• _Listing_
## Begin

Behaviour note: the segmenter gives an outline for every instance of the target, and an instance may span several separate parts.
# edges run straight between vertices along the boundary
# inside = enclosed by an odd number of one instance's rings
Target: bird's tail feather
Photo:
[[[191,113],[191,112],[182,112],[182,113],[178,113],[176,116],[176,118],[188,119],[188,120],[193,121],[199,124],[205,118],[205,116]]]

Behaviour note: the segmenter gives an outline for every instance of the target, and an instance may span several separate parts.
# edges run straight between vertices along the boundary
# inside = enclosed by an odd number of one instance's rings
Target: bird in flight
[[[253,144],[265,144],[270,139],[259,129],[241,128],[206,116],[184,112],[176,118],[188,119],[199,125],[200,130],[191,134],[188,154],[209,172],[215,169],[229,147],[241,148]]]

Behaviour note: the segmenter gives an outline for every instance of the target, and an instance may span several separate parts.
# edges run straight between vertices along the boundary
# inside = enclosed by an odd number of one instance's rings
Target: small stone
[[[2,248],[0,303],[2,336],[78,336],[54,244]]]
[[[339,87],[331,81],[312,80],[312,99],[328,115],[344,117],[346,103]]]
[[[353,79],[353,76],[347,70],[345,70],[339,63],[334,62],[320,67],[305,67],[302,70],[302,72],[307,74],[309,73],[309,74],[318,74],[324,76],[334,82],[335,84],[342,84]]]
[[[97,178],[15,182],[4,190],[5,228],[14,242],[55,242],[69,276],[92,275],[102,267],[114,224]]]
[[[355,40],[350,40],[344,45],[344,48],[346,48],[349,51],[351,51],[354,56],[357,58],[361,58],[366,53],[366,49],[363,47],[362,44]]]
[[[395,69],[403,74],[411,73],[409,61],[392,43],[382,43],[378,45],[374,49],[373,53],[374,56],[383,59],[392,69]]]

## End

• _What the exercise asks_
Copy out every row above, swapping each "segmenter" for "labeler" and leaving all else unchanged.

• _Solution for this exercise_
Behaviour note: the labeler gives an outline for every instance of the target, and an instance may span several separate parts.
# edges run straight between vertices along the boundary
# inside = enclosed by an odd number of one instance's rings
Target: bird's tail feather
Photo:
[[[191,113],[191,112],[182,112],[182,113],[178,113],[176,116],[176,118],[188,119],[188,120],[193,121],[199,124],[205,118],[205,116]]]

Behaviour note: the labeler gives an outline for every instance of the target, and an instance may span several separate parts.
# edges run straight between vertices along the boundary
# inside = enclosed by an odd number of one instance's rings
Target: bird in flight
[[[253,144],[265,144],[270,139],[259,129],[241,128],[206,116],[184,112],[176,118],[188,119],[199,125],[200,130],[191,134],[188,154],[209,172],[215,169],[229,147],[241,148]]]

Behaviour note: the labeler gives an outline for every instance of the target, and an instance may span several separate parts.
# edges run straight between vertices along the boundary
# inside = enclosed by an odd number of one instance's rings
Target: small stone
[[[2,248],[0,303],[2,336],[78,336],[54,244]]]
[[[339,87],[331,81],[312,80],[312,99],[328,115],[344,117],[346,103]]]
[[[353,79],[353,76],[347,70],[345,70],[339,63],[334,62],[320,67],[305,67],[302,70],[302,72],[307,74],[309,73],[309,74],[318,74],[324,76],[334,82],[335,84],[342,84]]]
[[[97,178],[15,182],[4,190],[5,228],[14,242],[55,242],[69,276],[92,275],[102,267],[114,224]]]
[[[355,40],[350,40],[344,45],[344,48],[346,48],[349,51],[351,51],[354,56],[357,58],[361,58],[366,53],[366,49],[363,47],[362,44]]]
[[[395,69],[403,74],[411,73],[409,61],[392,43],[382,43],[378,45],[374,49],[373,53],[374,56],[383,59],[392,69]]]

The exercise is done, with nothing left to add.